** Exercise brief **
Every line of the data must be copied exactly.

** Data in this exercise **
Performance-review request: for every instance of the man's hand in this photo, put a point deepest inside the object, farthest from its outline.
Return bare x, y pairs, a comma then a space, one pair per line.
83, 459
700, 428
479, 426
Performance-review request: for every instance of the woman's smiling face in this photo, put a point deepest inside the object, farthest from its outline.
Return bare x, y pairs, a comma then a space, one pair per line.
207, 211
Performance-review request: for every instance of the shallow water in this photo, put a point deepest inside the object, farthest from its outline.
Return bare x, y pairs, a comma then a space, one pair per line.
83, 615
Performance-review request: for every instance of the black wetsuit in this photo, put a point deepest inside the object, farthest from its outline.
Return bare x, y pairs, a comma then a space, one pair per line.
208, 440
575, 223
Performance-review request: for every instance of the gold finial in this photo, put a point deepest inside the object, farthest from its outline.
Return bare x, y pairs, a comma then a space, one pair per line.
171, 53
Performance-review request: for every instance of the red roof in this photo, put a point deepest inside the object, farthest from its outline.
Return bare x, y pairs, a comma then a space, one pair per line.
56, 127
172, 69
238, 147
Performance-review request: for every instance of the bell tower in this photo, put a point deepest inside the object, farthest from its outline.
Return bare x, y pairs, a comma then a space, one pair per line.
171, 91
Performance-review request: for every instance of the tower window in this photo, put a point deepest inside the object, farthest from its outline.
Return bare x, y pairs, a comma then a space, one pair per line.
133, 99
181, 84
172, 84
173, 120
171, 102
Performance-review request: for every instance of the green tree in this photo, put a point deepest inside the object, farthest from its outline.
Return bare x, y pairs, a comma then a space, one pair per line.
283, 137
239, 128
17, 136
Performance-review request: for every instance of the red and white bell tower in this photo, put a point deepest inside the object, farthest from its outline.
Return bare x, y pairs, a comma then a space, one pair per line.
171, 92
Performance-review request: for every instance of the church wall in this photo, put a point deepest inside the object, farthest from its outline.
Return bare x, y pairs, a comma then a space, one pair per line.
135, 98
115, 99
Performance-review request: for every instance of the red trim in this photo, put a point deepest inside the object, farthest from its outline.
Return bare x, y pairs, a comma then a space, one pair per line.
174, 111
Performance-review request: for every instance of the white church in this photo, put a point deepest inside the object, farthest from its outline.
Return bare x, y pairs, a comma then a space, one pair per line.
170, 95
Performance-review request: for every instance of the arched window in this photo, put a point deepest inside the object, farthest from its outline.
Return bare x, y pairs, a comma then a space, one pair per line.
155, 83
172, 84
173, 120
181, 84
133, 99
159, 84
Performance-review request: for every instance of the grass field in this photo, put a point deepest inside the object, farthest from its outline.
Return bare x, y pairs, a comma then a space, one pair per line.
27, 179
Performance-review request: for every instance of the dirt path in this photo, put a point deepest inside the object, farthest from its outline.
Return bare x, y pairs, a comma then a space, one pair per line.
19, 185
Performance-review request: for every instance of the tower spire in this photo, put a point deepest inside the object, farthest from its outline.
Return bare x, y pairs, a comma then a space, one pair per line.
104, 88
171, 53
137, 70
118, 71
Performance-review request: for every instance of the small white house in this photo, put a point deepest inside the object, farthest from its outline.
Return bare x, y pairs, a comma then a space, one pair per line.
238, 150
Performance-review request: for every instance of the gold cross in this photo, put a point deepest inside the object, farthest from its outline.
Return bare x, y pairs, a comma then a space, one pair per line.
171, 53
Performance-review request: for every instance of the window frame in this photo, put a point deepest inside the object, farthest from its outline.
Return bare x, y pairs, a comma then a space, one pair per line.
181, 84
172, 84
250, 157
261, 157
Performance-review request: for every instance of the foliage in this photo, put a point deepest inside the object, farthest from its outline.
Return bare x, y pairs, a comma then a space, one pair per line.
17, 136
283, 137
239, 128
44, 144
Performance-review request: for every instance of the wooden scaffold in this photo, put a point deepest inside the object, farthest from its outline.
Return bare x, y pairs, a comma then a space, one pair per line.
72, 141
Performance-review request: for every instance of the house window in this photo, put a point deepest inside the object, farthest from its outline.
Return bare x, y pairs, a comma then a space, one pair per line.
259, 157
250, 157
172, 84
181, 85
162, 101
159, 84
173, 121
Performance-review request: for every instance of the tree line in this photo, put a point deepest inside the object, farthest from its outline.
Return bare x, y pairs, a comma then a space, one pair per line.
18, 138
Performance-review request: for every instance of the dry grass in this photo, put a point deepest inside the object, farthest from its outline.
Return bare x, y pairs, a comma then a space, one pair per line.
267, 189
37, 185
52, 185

** Answer **
Performance-review request: for every instance of the man's hand in this photo, put a point deepest inside the object, farthest from its outline.
Return bare x, y pairs, a comma then a space, one pair per line.
83, 459
700, 428
479, 426
Performance-review request: for every instance of the woman's smiling face in this photo, put a point deepest inside the object, farthest from its outline.
Return bare x, y pairs, a comma then a space, one pair per line.
207, 211
Performance-review request: for every instance of the shallow water in this photo, put a point deepest inside the object, farthest from its outline.
Return bare x, y pairs, a comma then a space, one pair per line.
83, 615
Performance-review request: for every instance of the black wetsuit in this photo, put a point deepest inside the object, farthest from its outline.
Return bare x, y pairs, a comma then a space, one pair per line.
208, 440
575, 223
Performance-review request: for every instance of the gold finial in this photo, put a point deepest inside the object, farthest from its outline.
Return bare x, y pairs, a comma then a space, one pair per line.
171, 53
Performance-review request: for every instance of the red roof in this photo, put a point deepest inside the object, farthest from its outline.
Return bare x, y pairs, a comma then a space, one pair per line.
56, 127
172, 69
238, 147
Performance-review request: for every instance of the bell tower in this photo, put a point deepest inside the object, farthest from its outline.
Return bare x, y pairs, a comma then a space, one pair per line.
171, 91
Performance-review request: for every instance of the tower window in this photo, put a point deepest inside the object, farthest from its outline.
Return bare x, y pairs, a comma then a space, one pair per line.
133, 99
181, 84
172, 84
173, 120
171, 102
Performance-review request: for every instance of the green tree in this photo, put a point deepest inside the object, farthest from its outline.
Return bare x, y pairs, a comma then a space, one pair per line.
283, 137
239, 128
17, 136
Performance-review request: for every instance of the red and white bell tower in this photo, put a point deepest inside the object, farthest from its outline.
Return bare x, y pairs, a comma then a space, one pair per line.
171, 92
Performance-review request: for every instance of the church wall in this photo, put a point deepest inside the object, farthest from its outline.
Return bare x, y pairs, a comma then a space, one pair per line.
135, 98
115, 99
Performance-review request: for every instance of the red trim in this photo, put a point deepest inside the object, farthest from its outline.
Return bare x, y pairs, a comma then a space, one pair per line.
174, 111
Performance-review request: for every instance of the white church in this photo, put a point deepest inside the object, farthest from its outline.
Return bare x, y pairs, a comma then a space, one pair per line.
170, 95
Performance-review request: for every instance of the arched window in this photo, put a point deepest inside the object, farthest from its outline.
Return bare x, y pairs, a comma then a space, one pair per line.
155, 83
172, 84
173, 120
181, 84
133, 99
159, 84
Performance-review request: for every instance of the grass field in this photo, put a point deepest inside the object, farthest from its outline.
Return bare x, y pairs, a comma then a space, one pair per line.
27, 179
Performance-review request: for every instance of the dirt path in this photo, put a point deepest inside the object, farthest from its outline.
Return bare x, y pairs, a comma then a space, one pair per line.
19, 185
Performance-review request: for every instance of the tower spire in this photo, put a point deepest inside the object, farthest from its outline.
Return bare x, y pairs, a comma then a space, one pair per line.
104, 88
171, 53
137, 70
118, 71
Performance-review request: for every instance of the small white house in this photo, put a point deepest inside the object, farthest from its outline.
Return bare x, y pairs, a comma then a space, one pair per line.
238, 150
Performance-review request: for every instance of the gold cross in this photo, put a point deepest inside the object, farthest from its outline.
Return bare x, y pairs, a comma then a space, one pair per line.
171, 53
Performance-review request: for every instance of the window frame in this photo, put a point deepest inside the object, farthest from its outline.
Return bare x, y pairs, a comma then a space, one pair per line.
181, 84
172, 84
250, 157
261, 157
Performance-review request: for every instance of the foliage in this photo, put a point deepest inside the object, farthest from its outline.
Return bare x, y pairs, a comma then a space, one pair per line.
17, 136
283, 137
239, 128
44, 144
Performance-review request: for every instance of the wooden scaffold in this photo, put a point deepest inside the object, farthest from its outline.
Return bare x, y pairs, a comma then a space, one pair per line.
72, 141
Performance-review request: for every instance of the house window in this photo, put a point deepest inside the object, farthest from its outline.
Return bare x, y pairs, a comma then a space, one pair per line.
259, 157
250, 157
172, 84
181, 85
162, 101
159, 84
173, 121
Performance-review request: for every instance of the tree line in this photo, put a point deepest inside the object, farthest from its outline.
Return bare x, y pairs, a comma then a space, one pair per line.
18, 138
Performance-review request: for every instance of the dry grass in this photo, put a point deepest inside the object, farthest from its outline.
Return bare x, y pairs, a comma then a space, one pair per line.
267, 189
37, 185
52, 185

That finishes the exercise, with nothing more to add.